Work to do
Output the lines below as a Markdown table with the columns No. and Line, from the line containing "Find — the traditional" through the end of the rows, inclusive. Number each line and leave out blank lines.

[Object position labeling rows]
--- START ---

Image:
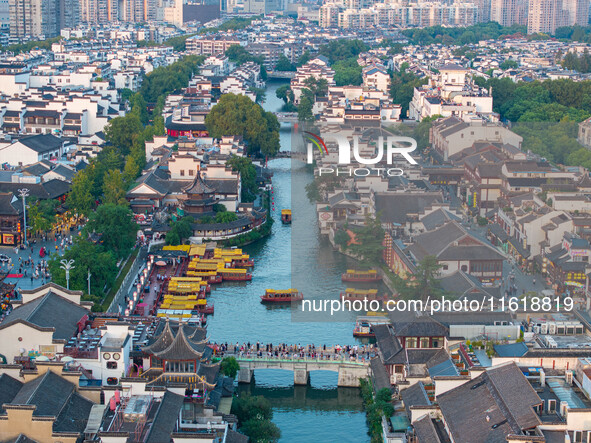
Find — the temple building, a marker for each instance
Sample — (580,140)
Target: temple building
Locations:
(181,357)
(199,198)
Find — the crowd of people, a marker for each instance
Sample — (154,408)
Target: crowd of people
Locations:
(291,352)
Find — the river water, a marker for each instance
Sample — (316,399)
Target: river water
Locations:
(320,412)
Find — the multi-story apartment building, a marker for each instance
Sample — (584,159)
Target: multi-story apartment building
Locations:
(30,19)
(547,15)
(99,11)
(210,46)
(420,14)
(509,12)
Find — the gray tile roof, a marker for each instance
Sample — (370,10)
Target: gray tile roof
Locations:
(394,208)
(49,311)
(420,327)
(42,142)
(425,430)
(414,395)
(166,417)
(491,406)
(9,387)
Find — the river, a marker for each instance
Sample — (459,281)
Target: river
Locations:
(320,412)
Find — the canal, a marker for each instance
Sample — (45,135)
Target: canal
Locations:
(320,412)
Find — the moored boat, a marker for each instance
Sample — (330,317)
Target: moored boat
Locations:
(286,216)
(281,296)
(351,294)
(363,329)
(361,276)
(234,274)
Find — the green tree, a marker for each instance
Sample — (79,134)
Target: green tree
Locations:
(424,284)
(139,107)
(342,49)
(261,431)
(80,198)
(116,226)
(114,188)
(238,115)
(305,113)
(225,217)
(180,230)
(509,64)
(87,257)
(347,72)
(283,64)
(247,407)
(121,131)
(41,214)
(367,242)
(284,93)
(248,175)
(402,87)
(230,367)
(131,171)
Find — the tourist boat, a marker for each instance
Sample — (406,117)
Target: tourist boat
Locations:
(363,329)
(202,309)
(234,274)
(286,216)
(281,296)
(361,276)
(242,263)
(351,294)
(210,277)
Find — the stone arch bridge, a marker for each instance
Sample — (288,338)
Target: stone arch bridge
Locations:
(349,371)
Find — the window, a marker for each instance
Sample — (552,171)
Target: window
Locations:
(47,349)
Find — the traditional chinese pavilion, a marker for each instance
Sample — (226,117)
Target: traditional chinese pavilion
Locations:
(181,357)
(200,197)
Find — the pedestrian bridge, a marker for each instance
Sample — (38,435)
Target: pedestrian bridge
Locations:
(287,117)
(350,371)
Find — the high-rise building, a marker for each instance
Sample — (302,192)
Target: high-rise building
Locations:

--- END ---

Written answer
| No. | Line |
|---|---|
| 1 | Find — the traditional chinese pavilion, a marker for each instance |
| 2 | Sample — (226,117) |
| 3 | Target: traditional chinese pavilion |
| 4 | Locations: |
| 5 | (181,357) |
| 6 | (200,197) |
| 7 | Find — the pedestrian bridge, a marker for each instance |
| 8 | Sample — (38,435) |
| 9 | Target: pedestrian bridge |
| 10 | Locations: |
| 11 | (287,117) |
| 12 | (350,371) |
| 13 | Find — the high-rise building, a marker for each instance |
| 14 | Sample — (302,192) |
| 15 | Target: high-rise building |
| 16 | Locations: |